> _What is asked_
**1.** Copy the part of the Tempesta FW URI matching excerpt that opens with the words containing "However, we found" and closes with "are frequently used.".
**2.** Continue the write-up on Tempesta FW's AVX2 URI matching from the point where it stops.

> _Excerpt_

Now Tempesta FW implements AVX2 routines for HTTP specific strings processing. It outperforms both the approaches and provides absolute accuracy in HTTP character sets verification. There are numbers from the same benchmark:
Tempesta AVX2 constant URI matching:
str_len 1: 123ms
str_len 3: 127ms
str_len 10: 150ms
str_len 19: 139ms
str_len 28: 156ms
str_len 107: 167ms
str_len 178: 180ms
str_len 1023: 350ms
str_len 1500: 433ms
Now lets have a look what's under the hood. The entry point of the algorithm is tfw_match_uri_const(). Firstly the function quickly process very short strings up to 4 bytes:
if (likely(len <= 4)) {
switch (len) {
case 0:
return 0;
case 4:
c3 = uri_a[s[3]];
case 3:
c2 = uri_a[s[2]];
case 2:
c1 = uri_a[s[1]];
case 1:
c0 = uri_a[s[0]];
}
return (c0 & c1) == 0 ? c0 : 2 + (c2 ? c2 + c3 : 0);
}
uri_a is defined as 256-byte constant array with bytes set for ASCII characters acccepted by URI. Previously we used 4 unsigned longs (256 bits) and defined whether a character allowed by set bit
uri_a[c >> 6] & (1UL << (c & 0x3f))
However, we found that the bit operation does to many operations and simple table lookup outperforms it. It worth to mention that while the 256-byte array wastes 4 cache lines, only 2 of them are frequently used.

> _Given information_
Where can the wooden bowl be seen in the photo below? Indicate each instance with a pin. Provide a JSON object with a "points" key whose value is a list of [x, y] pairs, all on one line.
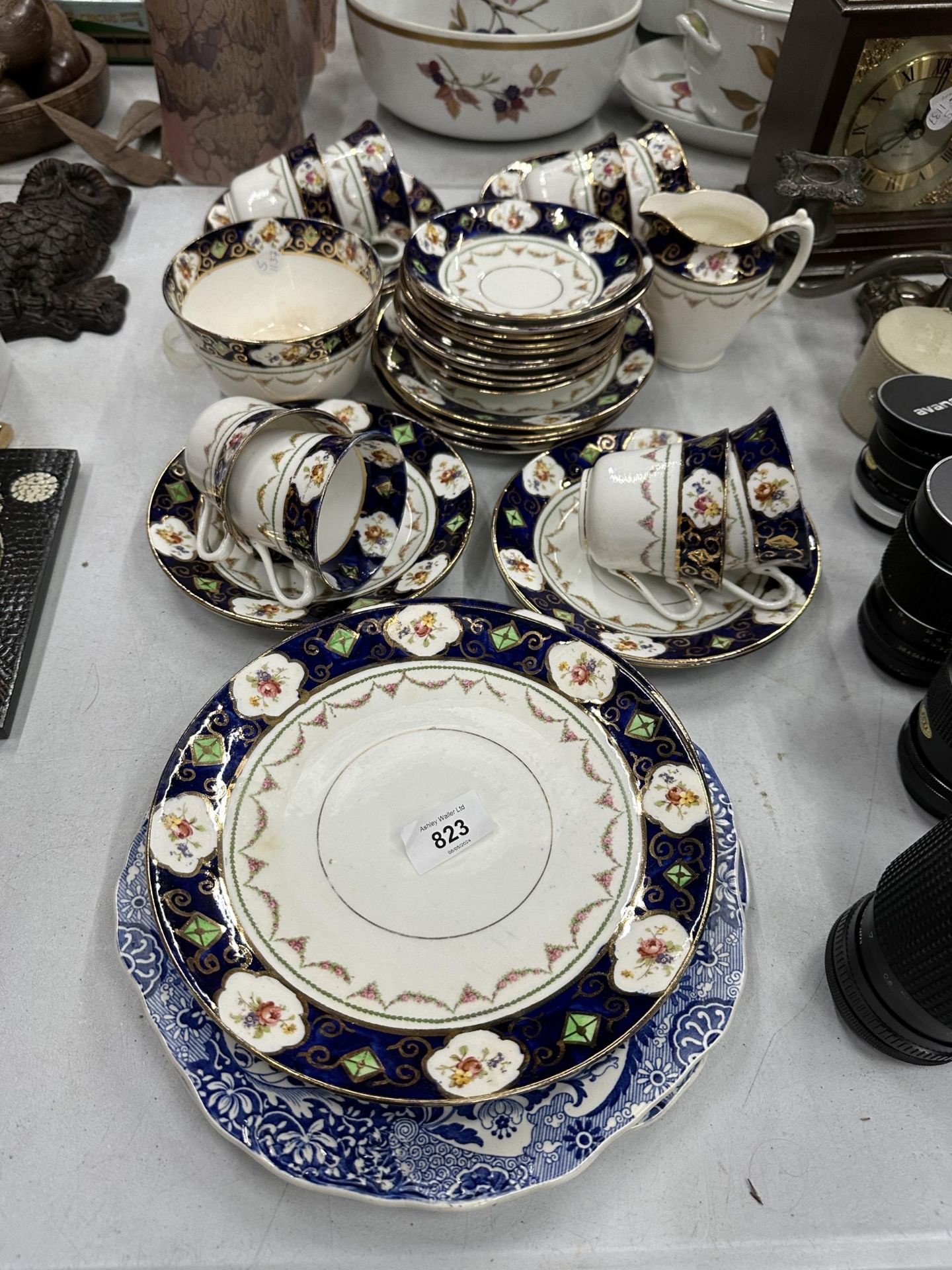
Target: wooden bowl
{"points": [[24, 130]]}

> _Responses per task_
**1.**
However, we found that the bit operation does to many operations and simple table lookup outperforms it. It worth to mention that while the 256-byte array wastes 4 cache lines, only 2 of them are frequently used.

**2.**
Since the function must return exact number of matched symbols, we have to execute heavyweight condition at return statement. The condition doesn't allow us to efficiently check more bytes in plain C, for example 8 bytes.
Next we process large strings in following manner:
for ( ; unlikely(s + 128 <= end); s += 128) {
n = match_symbols_mask128_c(__C.URI_BM, s);
if (n < 128)
return s - (unsigned char *)str + n;
}
if (unlikely(s + 64 <= end)) {
n = match_symbols_mask64_c(__C.URI_BM, s);
if (n < 64)
return s - (unsigned char *)str + n;
s += 64;
}
if (unlikely(s + 32 <= end)) {
n = match_symbols_mask32_c(__C.URI_BM, s);
if (n < 32)
return s - (unsigned char *)str + n;
s += 32;
}
if (unlikely(s + 16 <= end)) {
n = match_symbols_mask16_c(__C.URI_BM128, s);
if (n < 16)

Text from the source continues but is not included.